*** QUOTED PASSAGE ***
Bile Acids Could Be Used to Treat CWD

Bile acids could help slow the progression of a rare and fatal neurodegenerative disease, research from the University of Alberta has found.

Prion disease occurs when a protein changes into an odd shape and causes normal proteins in its path to do the same. For reasons scientists don’t quite understand, brain cells then start dying.

The disease affects one or two people out of every million each year and is known as mad cow disease in cattle and chronic wasting disease in deer and elk.

Valerie Sim, a clinician-scientist at the University of the Alberta, said she was “somewhat skeptical” when a research associate in her lab suggested they test bile acids as a potential cure. But that hunch eventually led to a paper published in August in the Journal of Virology. Leonardo Cortez, her research associate, is listed as first author.

Ursodeoxycholic acid (UDCA) and tauroursodeoxycholic acid (TUDCA) are natural compounds made by the liver and used by the body to help break down fats. But they have also been known to protect against cell death for several other neurodegenerative diseases. TUDCA, for example, has been shown to slow the progression of ALS.

To test the acids’ effectiveness, researchers placed slices of mice brain on a dish, infected them with prions and then treated them with the acids.

Surprisingly, they observed that the acids seemed to bind to the “promiscuous proteins” and partially stop them from spreading. The acids also helped reduce brain cell death.
*** End of QUOTED PASSAGE ***
*** INFORMATION SHOWN ***
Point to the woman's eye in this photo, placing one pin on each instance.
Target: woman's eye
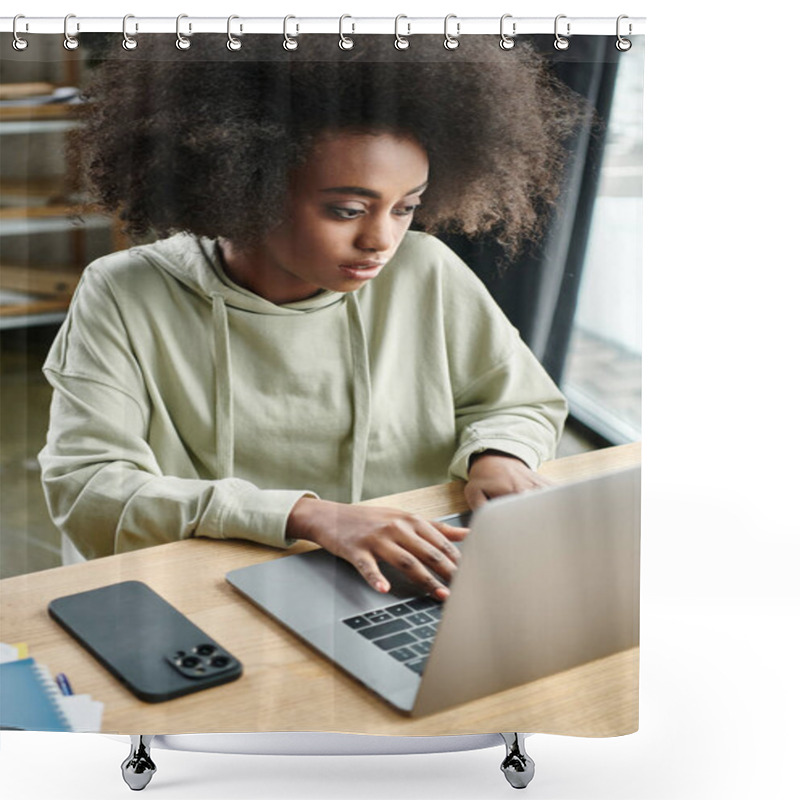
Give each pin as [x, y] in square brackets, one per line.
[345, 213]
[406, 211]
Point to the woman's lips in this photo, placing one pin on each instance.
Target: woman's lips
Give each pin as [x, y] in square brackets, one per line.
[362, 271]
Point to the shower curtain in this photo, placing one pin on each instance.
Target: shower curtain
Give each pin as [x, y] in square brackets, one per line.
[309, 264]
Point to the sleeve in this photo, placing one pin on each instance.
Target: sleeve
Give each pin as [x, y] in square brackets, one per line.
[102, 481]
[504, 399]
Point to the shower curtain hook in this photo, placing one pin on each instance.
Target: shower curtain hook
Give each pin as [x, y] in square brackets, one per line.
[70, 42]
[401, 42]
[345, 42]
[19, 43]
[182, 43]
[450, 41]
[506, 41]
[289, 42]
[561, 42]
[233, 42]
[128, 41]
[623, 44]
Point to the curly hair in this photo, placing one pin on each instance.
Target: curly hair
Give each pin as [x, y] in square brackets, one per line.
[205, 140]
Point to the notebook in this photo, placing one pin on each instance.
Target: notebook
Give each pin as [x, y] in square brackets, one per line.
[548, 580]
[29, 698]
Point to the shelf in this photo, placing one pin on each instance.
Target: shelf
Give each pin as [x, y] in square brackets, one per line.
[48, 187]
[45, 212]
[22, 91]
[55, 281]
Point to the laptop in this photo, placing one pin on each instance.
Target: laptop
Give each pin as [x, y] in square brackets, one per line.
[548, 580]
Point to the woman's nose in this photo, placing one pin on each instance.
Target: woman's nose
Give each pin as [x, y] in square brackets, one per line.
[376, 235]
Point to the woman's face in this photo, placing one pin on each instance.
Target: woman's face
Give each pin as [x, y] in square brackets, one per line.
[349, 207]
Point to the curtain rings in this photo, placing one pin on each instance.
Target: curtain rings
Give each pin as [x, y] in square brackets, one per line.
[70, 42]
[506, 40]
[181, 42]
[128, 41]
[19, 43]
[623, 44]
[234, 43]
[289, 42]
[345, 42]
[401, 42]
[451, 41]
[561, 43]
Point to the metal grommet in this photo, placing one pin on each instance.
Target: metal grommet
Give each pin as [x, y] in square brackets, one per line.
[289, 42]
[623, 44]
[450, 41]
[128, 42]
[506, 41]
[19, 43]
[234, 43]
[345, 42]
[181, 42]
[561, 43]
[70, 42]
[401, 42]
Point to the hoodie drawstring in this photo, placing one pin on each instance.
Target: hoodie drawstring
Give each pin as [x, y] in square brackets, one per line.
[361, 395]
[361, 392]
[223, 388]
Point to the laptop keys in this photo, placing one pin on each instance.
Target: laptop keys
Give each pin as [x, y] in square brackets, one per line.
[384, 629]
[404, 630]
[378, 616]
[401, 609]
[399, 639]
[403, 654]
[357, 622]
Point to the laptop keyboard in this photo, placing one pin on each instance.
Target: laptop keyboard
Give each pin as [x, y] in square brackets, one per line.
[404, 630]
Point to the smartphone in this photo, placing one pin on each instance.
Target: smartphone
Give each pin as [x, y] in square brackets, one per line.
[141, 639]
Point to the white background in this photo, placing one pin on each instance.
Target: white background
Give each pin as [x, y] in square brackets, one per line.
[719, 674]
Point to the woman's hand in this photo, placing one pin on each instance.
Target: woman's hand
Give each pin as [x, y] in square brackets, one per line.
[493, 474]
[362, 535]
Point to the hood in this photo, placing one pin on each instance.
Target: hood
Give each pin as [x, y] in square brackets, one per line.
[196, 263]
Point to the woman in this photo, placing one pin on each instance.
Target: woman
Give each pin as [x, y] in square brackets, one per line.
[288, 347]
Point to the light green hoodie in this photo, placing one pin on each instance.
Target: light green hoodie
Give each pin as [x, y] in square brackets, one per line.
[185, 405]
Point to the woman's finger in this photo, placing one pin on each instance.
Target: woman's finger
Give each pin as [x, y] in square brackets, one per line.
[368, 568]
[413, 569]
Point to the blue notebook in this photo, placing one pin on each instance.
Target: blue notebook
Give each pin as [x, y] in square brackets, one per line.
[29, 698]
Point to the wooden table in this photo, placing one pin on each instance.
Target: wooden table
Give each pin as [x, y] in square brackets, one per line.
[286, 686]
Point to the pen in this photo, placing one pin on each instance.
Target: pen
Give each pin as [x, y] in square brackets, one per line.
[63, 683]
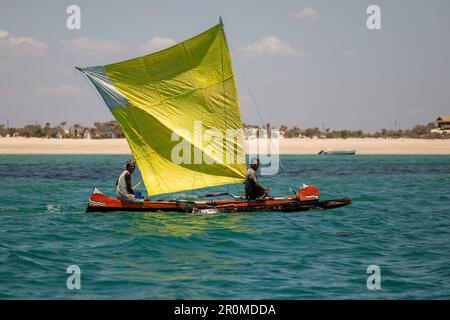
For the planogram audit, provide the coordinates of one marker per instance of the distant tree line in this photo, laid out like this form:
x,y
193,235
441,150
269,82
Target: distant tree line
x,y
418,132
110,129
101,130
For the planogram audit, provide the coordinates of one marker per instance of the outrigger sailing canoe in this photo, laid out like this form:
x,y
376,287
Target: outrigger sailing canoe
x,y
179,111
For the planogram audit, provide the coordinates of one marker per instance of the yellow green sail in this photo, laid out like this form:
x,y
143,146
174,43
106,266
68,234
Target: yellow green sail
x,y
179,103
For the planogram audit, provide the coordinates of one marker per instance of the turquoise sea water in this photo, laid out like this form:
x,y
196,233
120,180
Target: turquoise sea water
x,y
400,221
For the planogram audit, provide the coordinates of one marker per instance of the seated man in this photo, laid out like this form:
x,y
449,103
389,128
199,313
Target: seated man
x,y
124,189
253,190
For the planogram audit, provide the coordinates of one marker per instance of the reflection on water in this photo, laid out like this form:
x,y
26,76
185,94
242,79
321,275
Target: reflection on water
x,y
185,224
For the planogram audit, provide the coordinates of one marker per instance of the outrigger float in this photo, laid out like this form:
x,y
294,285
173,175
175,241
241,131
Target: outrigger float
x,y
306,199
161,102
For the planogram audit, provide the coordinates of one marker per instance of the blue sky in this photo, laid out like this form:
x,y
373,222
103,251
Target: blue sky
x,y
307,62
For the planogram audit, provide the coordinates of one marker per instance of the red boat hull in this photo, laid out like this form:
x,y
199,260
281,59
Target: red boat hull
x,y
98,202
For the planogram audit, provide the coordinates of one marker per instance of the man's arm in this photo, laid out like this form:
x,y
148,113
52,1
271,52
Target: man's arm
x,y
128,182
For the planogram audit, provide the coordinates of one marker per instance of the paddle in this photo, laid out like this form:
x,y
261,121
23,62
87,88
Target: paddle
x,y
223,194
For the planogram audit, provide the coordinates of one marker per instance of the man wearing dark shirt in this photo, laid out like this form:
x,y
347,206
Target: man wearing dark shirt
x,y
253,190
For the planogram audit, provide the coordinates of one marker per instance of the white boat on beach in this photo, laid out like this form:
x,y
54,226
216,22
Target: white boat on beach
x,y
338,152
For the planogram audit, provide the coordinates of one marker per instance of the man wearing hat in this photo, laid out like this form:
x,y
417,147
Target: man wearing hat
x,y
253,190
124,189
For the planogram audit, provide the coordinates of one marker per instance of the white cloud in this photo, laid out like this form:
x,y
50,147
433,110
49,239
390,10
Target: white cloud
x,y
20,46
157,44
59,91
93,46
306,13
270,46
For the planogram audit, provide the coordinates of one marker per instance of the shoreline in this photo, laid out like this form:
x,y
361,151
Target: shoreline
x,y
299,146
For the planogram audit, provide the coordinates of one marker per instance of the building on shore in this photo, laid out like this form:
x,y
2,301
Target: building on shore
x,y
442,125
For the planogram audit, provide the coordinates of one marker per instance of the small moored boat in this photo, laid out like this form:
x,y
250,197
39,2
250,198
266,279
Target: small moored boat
*** End of INFORMATION SHOWN ***
[WHAT YOU ARE ASKED TO DO]
Copy out the article on bile acids as a possible treatment for CWD word for word, in full.

[TASK SOLUTION]
Bile Acids Could Be Used to Treat CWD

Bile acids could help slow the progression of a rare and fatal neurodegenerative disease, research from the University of Alberta has found.

Prion disease occurs when a protein changes into an odd shape and causes normal proteins in its path to do the same. For reasons scientists don’t quite understand, brain cells then start dying.

The disease affects one or two people out of every million each year and is known as mad cow disease in cattle and chronic wasting disease in deer and elk.

Valerie Sim, a clinician-scientist at the University of the Alberta, said she was “somewhat skeptical” when a research associate in her lab suggested they test bile acids as a potential cure. But that hunch eventually led to a paper published in August in the Journal of Virology. Leonardo Cortez, her research associate, is listed as first author.

Ursodeoxycholic acid (UDCA) and tauroursodeoxycholic acid (TUDCA) are natural compounds made by the liver and used by the body to help break down fats. But they have also been known to protect against cell death for several other neurodegenerative diseases. TUDCA, for example, has been shown to slow the progression of ALS.

To test the acids’ effectiveness, researchers placed slices of mice brain on a dish, infected them with prions and then treated them with the acids.

Surprisingly, they observed that the acids seemed to bind to the “promiscuous proteins” and partially stop them from spreading. The acids also helped reduce brain cell death.